_Selected extract_
== Segment start ==

Food waste and recycling
According to the Catalan Waste Agency (ARC), we each generate 35 kilos of food waste per year, and in Catalonia, 58% of food waste takes place in homes, 16% in supermarkets, 12% in bars and restaurants, 9% in retail trade, 4% in institutional catering and restaurant services, and just 1% in municipal markets. These figures clearly need to be reduced.
What impact does this amount of wasted food have on the environment?
The 262,471 tonnes of food wasted in 2010 in Catalonia is equivalent to 20% of all of its useful agricultural surface area (Catalan Waste Agency, 2012).
The emissions generated by this wasted food (from production to management) include 520,700 tonnes of CO2, the equivalent of the emissions from around 20,300 cars throughout their useful life (ARC, 2012).
Food production generates ammonia emissions, which affect air quality, and leads to nitrogen leaching, which affects the quality of fresh water (Food System Diagnosis, Climate Plan 2017).
Food waste accounts for between 8% and 10% of greenhouse gas emissions.
Raising awareness of and educating people about this serious problem is the first step towards reducing waste. We need to remember the value of food and realise that leftovers are a resource, not waste. Therefore, separating at the origin and reusing, two of the city of Barcelona’s goals, will directly reduce methane emissions.
Waste occurs in all processes in the food supply chain, from agriculture to consumption. We are all responsible for it.
- Those in the business and social sphere must bear in mind the Law against food waste, which requires restaurants to allow diners to take away in a container any food they do not finish, encourages food businesses to incentivise the sale of products with an upcoming expiry date, states that non-edible leftovers must be used for other purposes, and includes regulations for gleaning.
- In the domestic sphere, we must stay aware of the problem, inform others about it, talk about it, and think about it when shopping and cooking. Writing a shopping list, calculating portions, looking for recipes to reuse leftovers and composting are all excellent ways of avoiding throwing away food.

== Segment end ==

_Stored records_

== Segment start ==

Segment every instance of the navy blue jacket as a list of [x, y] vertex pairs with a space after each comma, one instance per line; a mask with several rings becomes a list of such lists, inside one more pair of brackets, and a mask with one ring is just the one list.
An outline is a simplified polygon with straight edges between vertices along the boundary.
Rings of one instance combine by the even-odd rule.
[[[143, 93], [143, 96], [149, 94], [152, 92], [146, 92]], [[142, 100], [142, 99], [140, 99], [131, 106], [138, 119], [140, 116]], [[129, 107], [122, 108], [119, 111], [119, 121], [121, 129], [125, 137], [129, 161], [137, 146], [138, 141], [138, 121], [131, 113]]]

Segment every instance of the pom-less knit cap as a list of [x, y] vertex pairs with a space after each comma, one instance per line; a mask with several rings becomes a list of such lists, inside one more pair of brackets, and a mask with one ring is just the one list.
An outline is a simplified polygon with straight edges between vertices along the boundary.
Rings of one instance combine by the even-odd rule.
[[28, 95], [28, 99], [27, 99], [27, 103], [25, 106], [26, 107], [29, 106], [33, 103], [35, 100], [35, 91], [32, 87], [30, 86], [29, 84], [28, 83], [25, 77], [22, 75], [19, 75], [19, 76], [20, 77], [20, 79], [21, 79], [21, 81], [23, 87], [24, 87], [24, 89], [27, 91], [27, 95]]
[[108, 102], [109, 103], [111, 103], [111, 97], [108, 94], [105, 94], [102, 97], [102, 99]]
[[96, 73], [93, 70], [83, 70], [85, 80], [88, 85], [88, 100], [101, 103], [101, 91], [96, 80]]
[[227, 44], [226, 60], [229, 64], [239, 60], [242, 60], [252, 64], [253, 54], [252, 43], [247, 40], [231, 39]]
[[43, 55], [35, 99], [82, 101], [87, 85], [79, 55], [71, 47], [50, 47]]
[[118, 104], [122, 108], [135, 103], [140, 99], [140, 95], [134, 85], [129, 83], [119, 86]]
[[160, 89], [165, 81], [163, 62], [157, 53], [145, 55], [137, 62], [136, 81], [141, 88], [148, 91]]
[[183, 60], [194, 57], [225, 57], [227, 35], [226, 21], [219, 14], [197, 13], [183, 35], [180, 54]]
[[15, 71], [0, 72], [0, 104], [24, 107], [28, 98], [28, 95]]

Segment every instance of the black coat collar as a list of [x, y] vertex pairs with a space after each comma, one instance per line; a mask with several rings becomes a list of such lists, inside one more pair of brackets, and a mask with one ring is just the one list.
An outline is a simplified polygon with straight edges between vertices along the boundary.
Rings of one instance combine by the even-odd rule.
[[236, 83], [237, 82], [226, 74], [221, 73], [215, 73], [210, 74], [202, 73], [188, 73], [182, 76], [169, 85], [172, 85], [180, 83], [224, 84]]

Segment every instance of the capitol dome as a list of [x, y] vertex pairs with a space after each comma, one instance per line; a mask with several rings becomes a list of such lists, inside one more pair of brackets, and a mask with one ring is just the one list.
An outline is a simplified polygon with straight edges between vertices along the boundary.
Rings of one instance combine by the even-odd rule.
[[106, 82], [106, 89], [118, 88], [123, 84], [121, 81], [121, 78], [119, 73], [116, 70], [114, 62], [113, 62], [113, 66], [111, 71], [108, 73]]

== Segment end ==

_Work instructions_
1. Transcribe the part of the passage on food waste that opens with the words containing "- In the domestic" and closes with "throwing away food.".
2. Answer these questions using the passage on food waste:
(a) How many kilos of food waste does each person generate per year, according to the Catalan Waste Agency?
(b) How many tonnes of CO2 were emitted by the food wasted in Catalonia?
(c) What percentage of food waste in Catalonia takes place in municipal markets?
3. Resume the passage on food waste after its final sentence.
The stored records play no part in the work that remains.

_Answers for this exercise_
1.
- In the domestic sphere, we must stay aware of the problem, inform others about it, talk about it, and think about it when shopping and cooking. Writing a shopping list, calculating portions, looking for recipes to reuse leftovers and composting are all excellent ways of avoiding throwing away food.

2.
(a) 35 kilos.
(b) 520,700 tonnes.
(c) 1%.

3.
The best waste is that which isn’t generated in the first place. This is the key principle behind the Zero Waste Strategy, adopted by Barcelona City Council in 2016. By reducing the amount of waste produced, reusing products and recycling waste efficiently, it aims to improve the quality of recycled products and, more specifically, organic matter. With this project, Barcelona is aiming to reach a level of selective collection of close to 60%, in line with the requirements of both the European Union and the Catalonia Waste Management Plan. As at 2020, the city as a whole has a selective waste collection level of around 36%.
Plastic pollution is a worldwide problem. According to a report published by the NGO WWF, the Mediterranean region is the fourth biggest producer of plastic in the world. In total, it generates some 24 million pieces of plastic waste every year, and the equivalent of 33,800 water bottles are thrown into the sea every minute. Furthermore, the UN has warned that only 9% of the world’s plastic gets recycled. 42% of the plastic produced in the world is related to product packaging, and around half of this is for food.
The figures are alarming, and to reduce them, the public authorities and citizens need to make a joint effort. In November 2019, Barcelona City Council set up the Zero Plastic Forum, made up of private and public stakeholders, designed to create voluntary agreements and implement administrative measures and incentives, with a view to eradicating single-use plastic in the city.
In terms of weight, our everyday waste contains 40% organic matter (food leftovers or plant waste).
Rather than waste, this matter is a valuable resource, as it can be turned into a natural fertiliser, compost, and used in our allotments, gardens and plants.
By composting, we reduce the waste taken to landfill or incinerators, thus reducing the environmental problems associated with this waste treatment. Therefore, composting makes the most of organic matter and brings us closer to a circular economy.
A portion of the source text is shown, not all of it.